# Texto del ejercicio
______

Del prolífico compositor británico John Barry se podría decir, y no es pequeño elogio, que con sus bandas sonoras ha hecho buenas, incluso memorables, a bastantes películas que si no fuera por su música difícilmente hubieran pasado a la historia del cine. Seguramente no es ése el caso del filme en el que aparece este tema, «Fun City», de Cowboy de medianoche, de John Schlesinger (1969), una película triste y amarga, que nos impresionó mucho a Pilar y a mí cuando la vimos, hace ya una porrada de años.
Creo que desde entonces no he vuelto a ver completa la película de Schlesinger, pero he escuchado multitud de veces su banda sonora, y en particular este tema, con su obsesivo tono jazzístico, presente en la pulsación regular de un contrabajo que se le mete a uno en el estómago, como si fuera la enfermedad que le corroía los pulmones a Rizzo (Dustin Hoffman), con su lirismo bellísimo y amargo (qué melodía la que interpretan las cuerdas, tan característica de la vena romántica de John Barry), con las veloces notas de un piano cuyas promesas de alegría y optimismo se presumen tan falsas como las ilusiones del tejano Joe Buck (John Voight), que en su villorrio tejano pensaba que las mujeres neoyorkinas se derretirían de pasión con sólo ver su sombrero y sus botas vaqueras.

______

# Líneas proporcionadas

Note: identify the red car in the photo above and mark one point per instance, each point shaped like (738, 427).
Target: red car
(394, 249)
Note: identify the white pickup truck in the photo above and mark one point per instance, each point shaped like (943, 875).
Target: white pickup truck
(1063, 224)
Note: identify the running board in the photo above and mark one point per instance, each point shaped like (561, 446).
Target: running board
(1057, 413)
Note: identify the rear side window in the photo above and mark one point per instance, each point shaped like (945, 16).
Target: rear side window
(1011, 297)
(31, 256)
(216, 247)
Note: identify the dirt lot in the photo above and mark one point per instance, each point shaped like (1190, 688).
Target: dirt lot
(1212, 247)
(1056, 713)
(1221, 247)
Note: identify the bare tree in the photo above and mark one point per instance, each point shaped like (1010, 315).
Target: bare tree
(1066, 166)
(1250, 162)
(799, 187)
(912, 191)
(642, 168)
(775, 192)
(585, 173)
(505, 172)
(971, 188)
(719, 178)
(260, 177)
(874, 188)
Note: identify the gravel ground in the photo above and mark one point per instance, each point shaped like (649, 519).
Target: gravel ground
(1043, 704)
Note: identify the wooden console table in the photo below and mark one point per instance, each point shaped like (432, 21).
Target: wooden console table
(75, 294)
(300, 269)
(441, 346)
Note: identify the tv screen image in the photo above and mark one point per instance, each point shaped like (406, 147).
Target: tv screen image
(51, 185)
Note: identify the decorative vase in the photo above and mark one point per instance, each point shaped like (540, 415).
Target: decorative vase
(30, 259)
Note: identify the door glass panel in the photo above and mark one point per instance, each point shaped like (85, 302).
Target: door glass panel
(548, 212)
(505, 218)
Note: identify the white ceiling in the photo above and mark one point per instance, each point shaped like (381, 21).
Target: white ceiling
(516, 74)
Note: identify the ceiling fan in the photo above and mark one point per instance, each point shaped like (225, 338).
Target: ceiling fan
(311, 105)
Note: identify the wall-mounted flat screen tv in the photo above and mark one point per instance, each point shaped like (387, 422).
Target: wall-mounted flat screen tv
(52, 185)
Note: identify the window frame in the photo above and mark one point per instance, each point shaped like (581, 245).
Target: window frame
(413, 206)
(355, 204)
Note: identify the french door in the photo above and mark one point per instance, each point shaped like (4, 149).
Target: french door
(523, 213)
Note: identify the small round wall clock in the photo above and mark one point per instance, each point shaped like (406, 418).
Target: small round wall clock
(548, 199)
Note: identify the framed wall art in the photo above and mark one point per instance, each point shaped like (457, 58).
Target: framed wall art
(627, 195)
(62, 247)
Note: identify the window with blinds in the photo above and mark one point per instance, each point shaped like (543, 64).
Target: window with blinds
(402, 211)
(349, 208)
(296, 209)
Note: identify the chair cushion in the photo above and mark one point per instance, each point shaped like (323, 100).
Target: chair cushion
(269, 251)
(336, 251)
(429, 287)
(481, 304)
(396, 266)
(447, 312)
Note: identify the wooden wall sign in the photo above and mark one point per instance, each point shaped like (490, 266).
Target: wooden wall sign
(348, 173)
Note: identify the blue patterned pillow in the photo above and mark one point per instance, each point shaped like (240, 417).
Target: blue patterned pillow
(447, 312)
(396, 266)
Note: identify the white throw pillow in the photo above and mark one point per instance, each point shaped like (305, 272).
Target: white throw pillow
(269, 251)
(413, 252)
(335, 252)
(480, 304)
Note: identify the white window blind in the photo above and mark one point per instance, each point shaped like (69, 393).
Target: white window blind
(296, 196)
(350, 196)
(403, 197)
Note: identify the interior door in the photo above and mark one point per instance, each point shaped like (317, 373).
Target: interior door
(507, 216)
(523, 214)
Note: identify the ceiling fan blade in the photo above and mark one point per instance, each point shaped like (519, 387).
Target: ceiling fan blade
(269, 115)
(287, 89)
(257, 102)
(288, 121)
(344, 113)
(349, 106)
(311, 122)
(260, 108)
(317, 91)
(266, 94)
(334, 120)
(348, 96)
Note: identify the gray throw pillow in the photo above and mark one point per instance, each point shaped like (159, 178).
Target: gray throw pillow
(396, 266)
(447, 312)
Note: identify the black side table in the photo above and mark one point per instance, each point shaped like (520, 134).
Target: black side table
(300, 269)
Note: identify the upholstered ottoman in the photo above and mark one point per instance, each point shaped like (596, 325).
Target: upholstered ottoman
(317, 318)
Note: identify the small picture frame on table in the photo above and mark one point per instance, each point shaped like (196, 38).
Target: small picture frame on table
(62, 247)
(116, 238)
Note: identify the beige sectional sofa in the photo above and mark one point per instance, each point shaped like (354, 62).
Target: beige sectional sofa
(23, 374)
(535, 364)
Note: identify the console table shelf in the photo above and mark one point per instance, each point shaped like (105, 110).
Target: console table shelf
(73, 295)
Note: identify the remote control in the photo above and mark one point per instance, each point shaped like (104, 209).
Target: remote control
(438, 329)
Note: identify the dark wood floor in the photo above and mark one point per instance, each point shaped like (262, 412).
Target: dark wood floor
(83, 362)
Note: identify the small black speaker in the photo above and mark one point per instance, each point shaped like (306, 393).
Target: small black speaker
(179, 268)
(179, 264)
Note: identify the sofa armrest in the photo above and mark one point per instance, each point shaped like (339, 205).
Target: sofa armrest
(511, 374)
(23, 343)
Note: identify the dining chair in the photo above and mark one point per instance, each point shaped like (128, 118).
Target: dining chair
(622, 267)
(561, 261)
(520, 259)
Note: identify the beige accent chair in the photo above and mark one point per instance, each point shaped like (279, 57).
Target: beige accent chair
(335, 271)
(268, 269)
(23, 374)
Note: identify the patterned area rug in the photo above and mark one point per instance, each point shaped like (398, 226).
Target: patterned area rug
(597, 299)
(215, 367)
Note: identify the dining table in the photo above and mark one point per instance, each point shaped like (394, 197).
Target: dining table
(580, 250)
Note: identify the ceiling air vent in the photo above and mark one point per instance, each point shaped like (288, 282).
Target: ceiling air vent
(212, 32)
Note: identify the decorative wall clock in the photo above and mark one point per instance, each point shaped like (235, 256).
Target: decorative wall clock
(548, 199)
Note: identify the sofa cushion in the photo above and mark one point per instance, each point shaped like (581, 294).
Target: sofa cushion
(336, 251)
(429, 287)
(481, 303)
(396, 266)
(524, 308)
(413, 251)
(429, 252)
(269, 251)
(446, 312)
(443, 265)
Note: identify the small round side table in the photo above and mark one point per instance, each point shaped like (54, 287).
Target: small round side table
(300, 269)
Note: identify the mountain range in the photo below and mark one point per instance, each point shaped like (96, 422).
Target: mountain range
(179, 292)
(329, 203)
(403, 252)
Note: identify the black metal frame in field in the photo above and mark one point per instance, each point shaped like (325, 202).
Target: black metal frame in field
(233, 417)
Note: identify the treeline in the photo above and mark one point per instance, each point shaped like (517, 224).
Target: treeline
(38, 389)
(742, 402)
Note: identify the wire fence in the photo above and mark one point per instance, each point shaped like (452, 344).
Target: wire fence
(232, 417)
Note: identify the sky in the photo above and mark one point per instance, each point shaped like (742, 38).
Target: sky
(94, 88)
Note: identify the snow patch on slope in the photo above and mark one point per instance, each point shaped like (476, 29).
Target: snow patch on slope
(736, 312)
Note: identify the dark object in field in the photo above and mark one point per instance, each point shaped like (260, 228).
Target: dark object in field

______

# Tareas pendientes
(1) Traduce al inglés esta oración del texto sobre John Barry: «Seguramente no es ése el caso del filme en el que aparece este tema, «Fun City», de Cowboy de medianoche, de John Schlesinger (1969), una película triste y amarga, que nos impresionó mucho a Pilar y a mí cuando la vimos, hace ya una porrada de años.»
(2) Reescribe de forma más breve el párrafo del texto sobre John Barry que empieza «Creo que desde entonces», sin perder sus datos principales.
No hace falta usar las líneas para nada.

# Tus respuestas
(1) Surely that is not the case with the film in which this piece appears, "Fun City," from Midnight Cowboy, by John Schlesinger (1969), a sad and bitter film that made a deep impression on Pilar and me when we saw it, a whole lot of years ago.

(2) Desde entonces no he vuelto a ver completa la película de Schlesinger, pero he escuchado muchas veces su banda sonora, sobre todo este tema. Tiene un tono jazzístico obsesivo, marcado por el pulso regular de un contrabajo que se mete en el estómago como la enfermedad que corroía los pulmones a Rizzo (Dustin Hoffman). También tiene el lirismo bello y amargo de la melodía de las cuerdas, típico de la vena romántica de John Barry. Y tiene las notas veloces de un piano cuyas promesas de alegría parecen tan falsas como las ilusiones del tejano Joe Buck (John Voight), que creía que las neoyorkinas se derretirían de pasión con solo ver su sombrero y sus botas vaqueras.